Passage for review section start

Associate Professor University of Pennsylvania, United States
Introduction:: Pre-eclampsia is a placental insufficiency disorder that develops in 3–8% of all pregnancies and is a leading cause of maternal and fetal mortality. Frequently associated with fetal growth restriction (FGR), pre-eclampsia is thought to develop due to dysregulation in placental development whereby maternal blood pressure rises to compensate for constricted placental blood vessels in order to supply sufficient nutrients and oxygen to the fetus. While preterm delivery is the only curative treatment option for pre-eclampsia, the clinical standard of treatment focuses on the use of small molecule drugs to manage blood pressure and prevent seizures. However, these treatment options address the associated symptoms of the condition rather than the underlying placental pathology. Previous work by our lab has reported the design of an ionizable lipid nanoparticle (LNP) platform for mRNA delivery to the placenta through a standard in vitro screening approach to identify a lead candidate for mRNA delivery from a small library of LNPs. This current work utilizes an in vivo, high-throughput screening approach with a large library of novel LNP formulations to identify a placenta-tropic LNP formulation (ptLNP) that mediates an order of magnitude higher mRNA delivery to the placenta than industry standard ionizable lipids. This ptLNP was then used in a mouse model of pre-eclampsia during pregnancy to deliver vascular endothelial growth factor (VEGF) mRNA, rescuing maternal blood pressure and fetal weight compared to untreated controls (Fig. 1a).
Materials and Methods:: A library of 98 LNPs with novel ionizable lipid materials and varied excipient compositions was formulated with barcoded DNA (b-DNA) via pipette mixing. The 98 LNP formulations were pooled and administered to non-pregnant and pregnant mice; 6 h following administration organs were collected, processed, and samples were prepared for next generation sequencing (NGS). Demultiplexing and subsequent data analysis identified lead LNP formulations for extrahepatic delivery to the placenta. Counter screening was performed to validate the efficacy of lead placenta-tropic ptLNP for luciferase mRNA delivery to the placenta in pregnant mice. Finally, VEGF mRNA ptLNP was evaluated in a lipopolysaccharide (LPS)-induced pregnancy model of severe, early onset pre-eclampsia. Maternal weight and blood pressure were recorded daily throughout gestation while fetal and placental weight, placental vasculature, and immune response were evaluated at the study endpoint before parturition.

Passage for review section end
Source data section start

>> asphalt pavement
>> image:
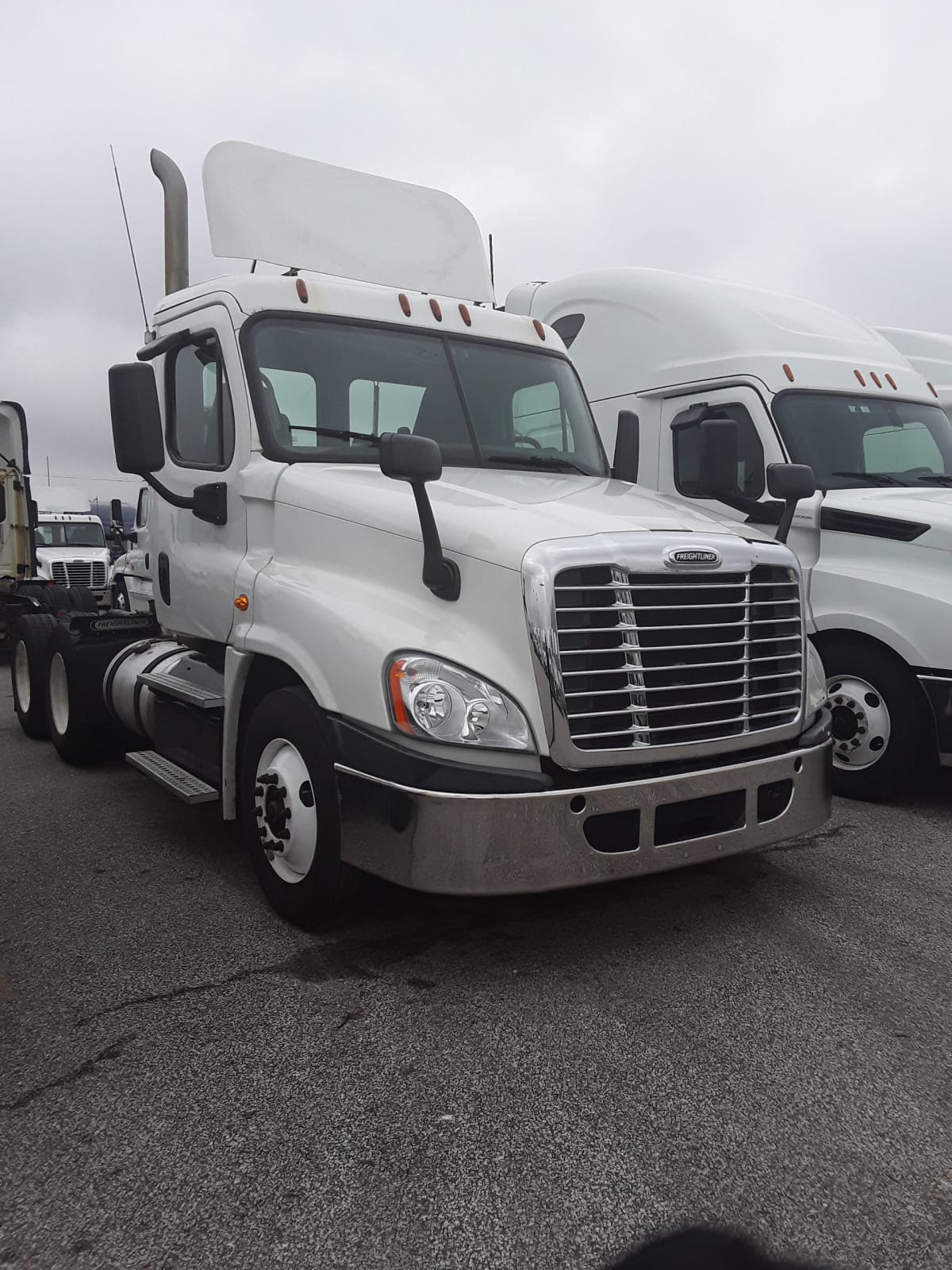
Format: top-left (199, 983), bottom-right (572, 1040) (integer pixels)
top-left (0, 665), bottom-right (952, 1270)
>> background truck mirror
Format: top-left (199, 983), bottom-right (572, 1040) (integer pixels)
top-left (379, 432), bottom-right (443, 484)
top-left (766, 464), bottom-right (816, 503)
top-left (612, 410), bottom-right (639, 485)
top-left (766, 464), bottom-right (816, 542)
top-left (109, 362), bottom-right (165, 476)
top-left (698, 419), bottom-right (740, 498)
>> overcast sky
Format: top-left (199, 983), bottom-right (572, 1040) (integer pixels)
top-left (0, 0), bottom-right (952, 498)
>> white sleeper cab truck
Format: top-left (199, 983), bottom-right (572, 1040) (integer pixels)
top-left (108, 485), bottom-right (155, 614)
top-left (7, 142), bottom-right (830, 926)
top-left (506, 269), bottom-right (952, 799)
top-left (876, 326), bottom-right (952, 426)
top-left (34, 487), bottom-right (109, 599)
top-left (0, 402), bottom-right (102, 660)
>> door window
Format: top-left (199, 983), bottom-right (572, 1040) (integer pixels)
top-left (167, 338), bottom-right (235, 471)
top-left (671, 402), bottom-right (766, 500)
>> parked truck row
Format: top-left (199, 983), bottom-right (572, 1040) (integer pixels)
top-left (6, 142), bottom-right (830, 926)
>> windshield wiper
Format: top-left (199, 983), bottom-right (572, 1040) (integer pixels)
top-left (830, 472), bottom-right (905, 485)
top-left (486, 455), bottom-right (595, 476)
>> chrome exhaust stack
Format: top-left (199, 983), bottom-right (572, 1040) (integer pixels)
top-left (150, 150), bottom-right (188, 296)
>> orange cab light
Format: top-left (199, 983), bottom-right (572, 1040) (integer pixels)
top-left (387, 662), bottom-right (414, 735)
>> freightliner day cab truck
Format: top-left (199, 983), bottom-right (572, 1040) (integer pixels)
top-left (0, 402), bottom-right (101, 648)
top-left (515, 268), bottom-right (952, 799)
top-left (14, 142), bottom-right (830, 926)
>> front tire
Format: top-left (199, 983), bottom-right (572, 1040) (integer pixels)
top-left (10, 614), bottom-right (56, 741)
top-left (237, 688), bottom-right (354, 931)
top-left (820, 639), bottom-right (929, 802)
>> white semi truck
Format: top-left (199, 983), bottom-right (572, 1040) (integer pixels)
top-left (0, 402), bottom-right (103, 646)
top-left (14, 142), bottom-right (830, 927)
top-left (505, 268), bottom-right (952, 800)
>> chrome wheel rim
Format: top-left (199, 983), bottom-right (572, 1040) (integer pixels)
top-left (13, 640), bottom-right (30, 714)
top-left (254, 737), bottom-right (317, 884)
top-left (49, 652), bottom-right (70, 737)
top-left (827, 675), bottom-right (892, 772)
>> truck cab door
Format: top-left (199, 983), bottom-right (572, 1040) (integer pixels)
top-left (148, 305), bottom-right (251, 643)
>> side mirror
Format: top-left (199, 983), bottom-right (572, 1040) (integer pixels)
top-left (698, 419), bottom-right (740, 498)
top-left (766, 464), bottom-right (816, 542)
top-left (109, 362), bottom-right (165, 476)
top-left (612, 410), bottom-right (639, 485)
top-left (379, 432), bottom-right (459, 599)
top-left (379, 432), bottom-right (443, 485)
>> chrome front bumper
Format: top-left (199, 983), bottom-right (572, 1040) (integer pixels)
top-left (338, 741), bottom-right (830, 895)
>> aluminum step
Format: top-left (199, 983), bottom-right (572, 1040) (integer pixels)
top-left (125, 749), bottom-right (218, 802)
top-left (137, 671), bottom-right (225, 710)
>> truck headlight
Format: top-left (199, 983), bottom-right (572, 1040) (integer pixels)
top-left (387, 652), bottom-right (536, 752)
top-left (806, 640), bottom-right (827, 718)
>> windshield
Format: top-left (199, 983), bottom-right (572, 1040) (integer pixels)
top-left (36, 521), bottom-right (106, 548)
top-left (246, 318), bottom-right (608, 476)
top-left (773, 392), bottom-right (952, 489)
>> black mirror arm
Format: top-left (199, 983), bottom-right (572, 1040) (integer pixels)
top-left (410, 481), bottom-right (459, 599)
top-left (137, 472), bottom-right (195, 512)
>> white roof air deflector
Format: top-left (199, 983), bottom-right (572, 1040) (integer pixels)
top-left (202, 141), bottom-right (493, 303)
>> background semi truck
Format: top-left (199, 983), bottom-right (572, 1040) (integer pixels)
top-left (7, 142), bottom-right (830, 926)
top-left (505, 268), bottom-right (952, 799)
top-left (0, 402), bottom-right (101, 646)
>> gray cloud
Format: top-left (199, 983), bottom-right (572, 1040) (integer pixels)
top-left (0, 0), bottom-right (952, 495)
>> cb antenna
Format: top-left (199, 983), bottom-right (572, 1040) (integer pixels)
top-left (109, 146), bottom-right (152, 341)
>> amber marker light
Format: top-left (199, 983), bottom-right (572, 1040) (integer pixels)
top-left (387, 660), bottom-right (414, 737)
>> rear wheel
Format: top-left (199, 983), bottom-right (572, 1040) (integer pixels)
top-left (10, 614), bottom-right (56, 741)
top-left (820, 639), bottom-right (929, 802)
top-left (239, 688), bottom-right (357, 929)
top-left (46, 624), bottom-right (129, 764)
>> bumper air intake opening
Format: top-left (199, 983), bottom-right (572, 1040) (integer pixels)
top-left (655, 790), bottom-right (747, 847)
top-left (582, 808), bottom-right (641, 855)
top-left (757, 779), bottom-right (793, 824)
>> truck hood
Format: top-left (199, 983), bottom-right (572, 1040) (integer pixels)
top-left (823, 485), bottom-right (952, 551)
top-left (275, 464), bottom-right (766, 569)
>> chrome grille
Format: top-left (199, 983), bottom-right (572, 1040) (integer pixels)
top-left (52, 560), bottom-right (106, 591)
top-left (555, 564), bottom-right (804, 751)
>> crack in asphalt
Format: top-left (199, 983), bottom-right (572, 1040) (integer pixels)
top-left (0, 1033), bottom-right (137, 1111)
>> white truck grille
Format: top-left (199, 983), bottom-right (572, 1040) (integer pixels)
top-left (52, 560), bottom-right (106, 591)
top-left (555, 564), bottom-right (804, 751)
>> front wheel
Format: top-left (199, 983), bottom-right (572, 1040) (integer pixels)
top-left (239, 688), bottom-right (354, 929)
top-left (820, 639), bottom-right (928, 802)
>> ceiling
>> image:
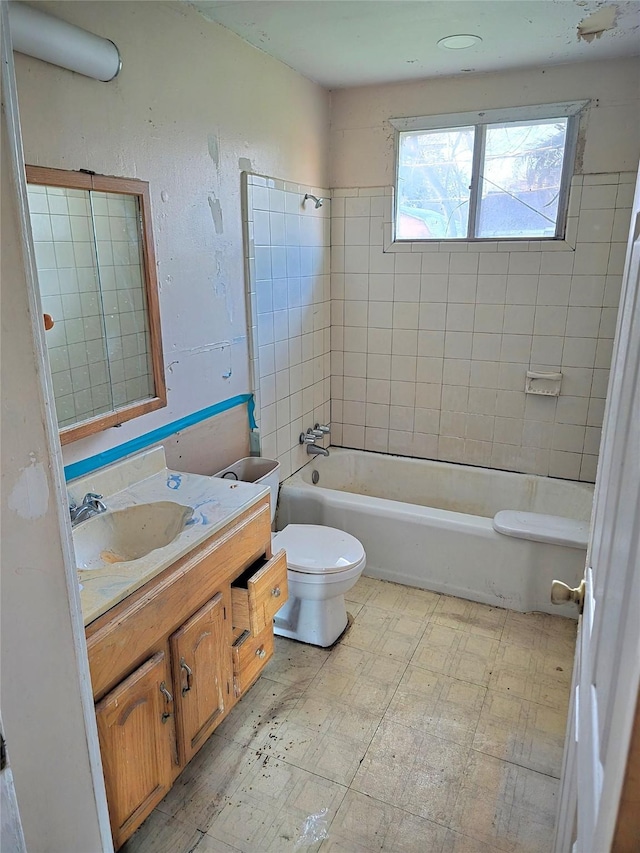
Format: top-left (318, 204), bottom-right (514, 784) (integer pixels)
top-left (192, 0), bottom-right (640, 89)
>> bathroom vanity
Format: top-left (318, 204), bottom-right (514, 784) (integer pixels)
top-left (72, 451), bottom-right (287, 848)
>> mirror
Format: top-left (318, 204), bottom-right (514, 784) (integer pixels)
top-left (26, 166), bottom-right (167, 444)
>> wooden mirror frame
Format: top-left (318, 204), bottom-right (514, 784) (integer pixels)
top-left (25, 166), bottom-right (167, 444)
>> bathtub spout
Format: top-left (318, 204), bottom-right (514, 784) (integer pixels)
top-left (307, 444), bottom-right (329, 456)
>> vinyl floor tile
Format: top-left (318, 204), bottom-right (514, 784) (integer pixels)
top-left (320, 791), bottom-right (447, 853)
top-left (207, 755), bottom-right (347, 853)
top-left (120, 809), bottom-right (202, 853)
top-left (488, 643), bottom-right (571, 714)
top-left (385, 665), bottom-right (486, 746)
top-left (433, 595), bottom-right (508, 640)
top-left (450, 750), bottom-right (559, 853)
top-left (306, 646), bottom-right (406, 715)
top-left (411, 623), bottom-right (499, 687)
top-left (351, 721), bottom-right (469, 826)
top-left (122, 577), bottom-right (576, 853)
top-left (265, 637), bottom-right (331, 689)
top-left (343, 604), bottom-right (425, 662)
top-left (366, 581), bottom-right (441, 620)
top-left (501, 610), bottom-right (578, 664)
top-left (216, 676), bottom-right (303, 746)
top-left (157, 733), bottom-right (253, 832)
top-left (473, 690), bottom-right (567, 778)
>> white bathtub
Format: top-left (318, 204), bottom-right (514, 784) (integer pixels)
top-left (276, 447), bottom-right (593, 618)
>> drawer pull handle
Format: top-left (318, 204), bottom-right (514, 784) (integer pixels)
top-left (160, 681), bottom-right (173, 723)
top-left (180, 658), bottom-right (193, 696)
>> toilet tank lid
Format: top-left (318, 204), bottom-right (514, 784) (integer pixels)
top-left (271, 524), bottom-right (365, 574)
top-left (493, 510), bottom-right (589, 548)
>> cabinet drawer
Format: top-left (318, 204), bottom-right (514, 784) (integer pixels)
top-left (233, 625), bottom-right (273, 696)
top-left (231, 551), bottom-right (288, 639)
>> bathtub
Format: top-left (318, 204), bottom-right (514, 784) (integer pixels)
top-left (276, 447), bottom-right (593, 618)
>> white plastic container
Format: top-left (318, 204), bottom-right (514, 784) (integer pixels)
top-left (213, 456), bottom-right (280, 524)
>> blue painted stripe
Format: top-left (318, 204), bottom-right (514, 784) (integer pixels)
top-left (64, 394), bottom-right (256, 482)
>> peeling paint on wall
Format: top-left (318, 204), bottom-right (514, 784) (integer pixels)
top-left (207, 193), bottom-right (224, 234)
top-left (9, 453), bottom-right (49, 521)
top-left (207, 133), bottom-right (220, 169)
top-left (578, 6), bottom-right (618, 42)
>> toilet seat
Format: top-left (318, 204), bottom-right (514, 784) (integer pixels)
top-left (272, 524), bottom-right (366, 575)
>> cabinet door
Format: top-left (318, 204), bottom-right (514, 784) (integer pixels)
top-left (169, 593), bottom-right (233, 764)
top-left (96, 652), bottom-right (175, 847)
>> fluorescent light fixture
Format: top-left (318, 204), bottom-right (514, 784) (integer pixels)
top-left (438, 33), bottom-right (482, 50)
top-left (9, 2), bottom-right (121, 82)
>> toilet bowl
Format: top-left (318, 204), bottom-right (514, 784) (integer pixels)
top-left (215, 457), bottom-right (367, 648)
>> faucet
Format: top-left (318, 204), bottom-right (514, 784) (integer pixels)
top-left (300, 424), bottom-right (330, 456)
top-left (69, 492), bottom-right (107, 527)
top-left (307, 444), bottom-right (329, 456)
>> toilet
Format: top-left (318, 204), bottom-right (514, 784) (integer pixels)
top-left (214, 456), bottom-right (367, 648)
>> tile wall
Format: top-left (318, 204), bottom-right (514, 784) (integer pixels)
top-left (331, 172), bottom-right (635, 482)
top-left (243, 174), bottom-right (331, 479)
top-left (28, 185), bottom-right (153, 426)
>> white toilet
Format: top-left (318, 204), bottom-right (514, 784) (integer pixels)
top-left (215, 456), bottom-right (367, 647)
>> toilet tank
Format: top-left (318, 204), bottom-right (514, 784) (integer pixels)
top-left (213, 456), bottom-right (280, 524)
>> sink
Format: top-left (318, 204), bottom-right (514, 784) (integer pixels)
top-left (73, 501), bottom-right (193, 569)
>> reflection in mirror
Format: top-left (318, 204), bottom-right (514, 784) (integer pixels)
top-left (27, 166), bottom-right (166, 443)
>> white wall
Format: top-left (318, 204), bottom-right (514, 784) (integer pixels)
top-left (330, 59), bottom-right (640, 187)
top-left (16, 2), bottom-right (329, 463)
top-left (0, 21), bottom-right (110, 853)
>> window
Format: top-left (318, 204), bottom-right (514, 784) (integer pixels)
top-left (391, 102), bottom-right (585, 240)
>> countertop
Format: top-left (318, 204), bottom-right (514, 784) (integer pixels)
top-left (69, 448), bottom-right (269, 626)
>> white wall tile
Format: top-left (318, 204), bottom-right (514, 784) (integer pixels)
top-left (332, 175), bottom-right (633, 479)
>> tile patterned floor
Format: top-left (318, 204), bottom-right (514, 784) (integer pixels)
top-left (123, 578), bottom-right (576, 853)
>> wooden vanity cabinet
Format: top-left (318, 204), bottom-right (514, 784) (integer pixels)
top-left (96, 652), bottom-right (175, 847)
top-left (169, 592), bottom-right (233, 764)
top-left (86, 497), bottom-right (287, 849)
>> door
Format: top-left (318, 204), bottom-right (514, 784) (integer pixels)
top-left (169, 593), bottom-right (233, 764)
top-left (555, 175), bottom-right (640, 853)
top-left (96, 652), bottom-right (175, 848)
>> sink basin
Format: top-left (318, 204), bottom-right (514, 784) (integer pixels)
top-left (73, 501), bottom-right (193, 569)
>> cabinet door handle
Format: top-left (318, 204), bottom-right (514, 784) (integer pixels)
top-left (160, 681), bottom-right (173, 723)
top-left (180, 658), bottom-right (193, 696)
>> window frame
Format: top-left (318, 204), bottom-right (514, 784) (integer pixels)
top-left (389, 101), bottom-right (589, 244)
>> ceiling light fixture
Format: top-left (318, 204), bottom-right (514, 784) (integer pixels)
top-left (438, 33), bottom-right (482, 50)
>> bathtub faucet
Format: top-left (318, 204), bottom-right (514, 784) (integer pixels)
top-left (300, 424), bottom-right (329, 456)
top-left (307, 444), bottom-right (329, 456)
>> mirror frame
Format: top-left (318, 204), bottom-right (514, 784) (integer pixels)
top-left (25, 165), bottom-right (167, 444)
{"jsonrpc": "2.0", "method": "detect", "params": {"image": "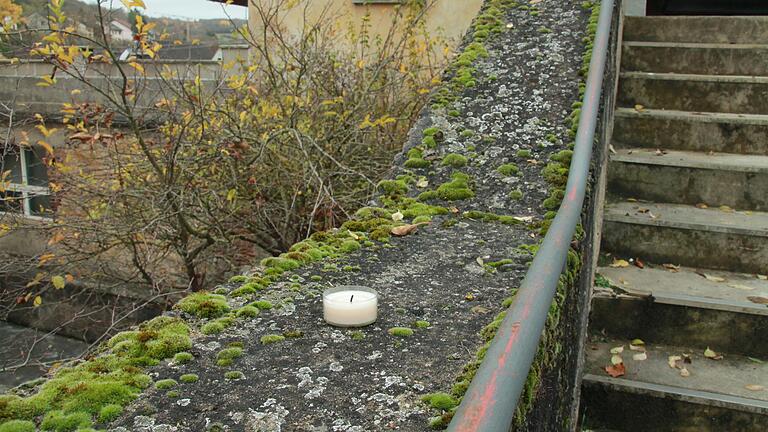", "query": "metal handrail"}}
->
[448,0,614,432]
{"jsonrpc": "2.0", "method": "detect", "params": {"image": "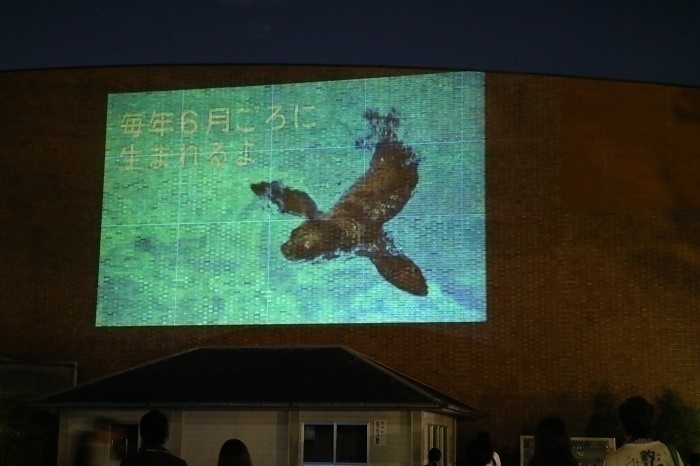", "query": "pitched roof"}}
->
[32,347,482,417]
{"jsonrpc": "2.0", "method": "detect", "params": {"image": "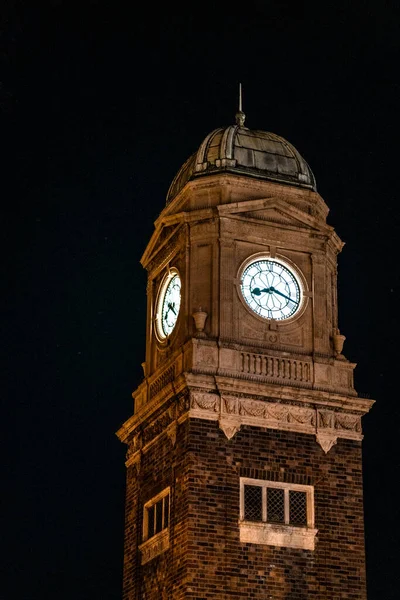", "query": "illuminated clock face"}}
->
[157,271,181,339]
[240,258,301,321]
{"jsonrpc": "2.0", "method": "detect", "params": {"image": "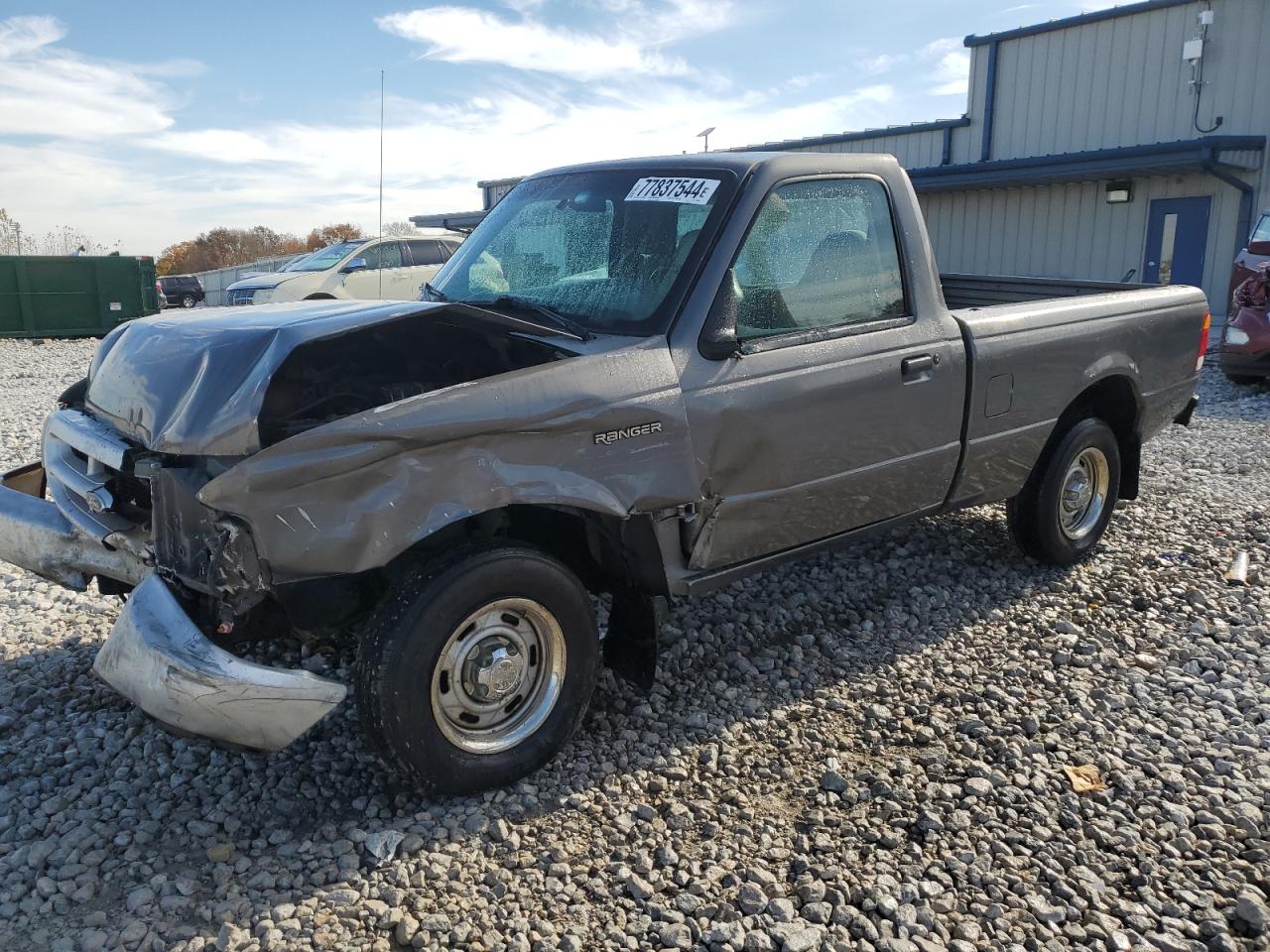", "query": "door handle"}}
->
[899,354,939,381]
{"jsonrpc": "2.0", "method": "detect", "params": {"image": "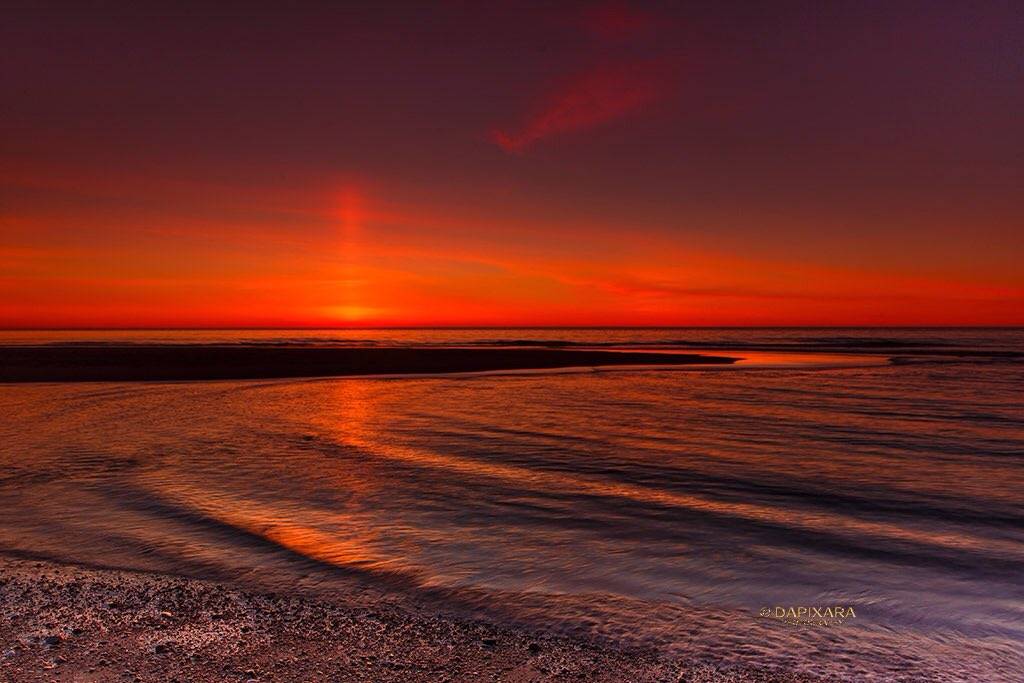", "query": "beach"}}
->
[0,344,736,382]
[0,329,1024,683]
[0,558,810,683]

Source data section end

* Required tasks *
1. Turn the paragraph of the pre-eclampsia abstract that begins "Materials and Methods:: A library of 98 LNPs" into a short list that keeps its main facts.
2. According to the pre-eclampsia abstract, how many hours after administration were the organs collected?
3. Pick up the pre-eclampsia abstract after its last sentence and continue writing it.

* Answer set *
1.
- 98 LNPs with novel ionizable lipids and varied excipient compositions were formulated with barcoded DNA by pipette mixing.
- The pooled formulations were given to non-pregnant and pregnant mice. Organs were collected 6 h later and prepared for next generation sequencing.
- Demultiplexing and data analysis identified lead LNPs for extrahepatic delivery to the placenta.
- Counter screening with luciferase mRNA in pregnant mice validated the lead placenta-tropic ptLNP.
- VEGF mRNA ptLNP was tested in an LPS-induced pregnancy model of severe, early onset pre-eclampsia.
- Maternal weight and blood pressure were recorded daily. Fetal and placental weight, placental vasculature and immune response were assessed at the endpoint before parturition.

2. 6 hours.

3.
Results, Conclusions, and Discussions:: High-throughput in vivo DNA barcoding was used to assess the biodistribution of a 98 LNP library in non-pregnant and pregnant mice. Many of our LNP formulations with novel ionizable lipid materials enabled extrahepatic LNP delivery compared to industry standard formulations containing the C12-200 or DLin-MC3-DMA ionizable lipids. One lead placenta-tropic particle identified from high-throughput screening — ptLNP — was formulated encapsulating luciferase mRNA to assess functional protein expression in vivo. Consistent with the results from the high-throughput screen, ptLNP mediated potent luciferase expression to the placentas of pregnant mice, significantly more than liver-tropic C12-200 and DLin-MC3-DMA LNPs (Fig. 1b). ptLNP was then formulated with vascular endothelial growth factor (VEGF) mRNA for an LPS-induced model of pre-eclampsia during pregnancy. Following LNP administration on gestational day E12, maternal blood pressure was significantly lower than the untreated pre-eclamptic mice through the end of gestation (Fig. 1c). Finally, at the model endpoint, fetal weight was significantly higher for the VEGF mRNA ptLNP treatment group compared to the untreated pre-eclamptic mice (Fig. 1d). These results demonstrate the potential of placenta-tropic VEGF mRNA LNPs to treat pre-eclampsia during pregnancy. Future work will focus on using this ptLNP platform to encapsulate other therapeutic nucleic acid cargoes for treating a broad range of placental insufficiency disorders during pregnancy.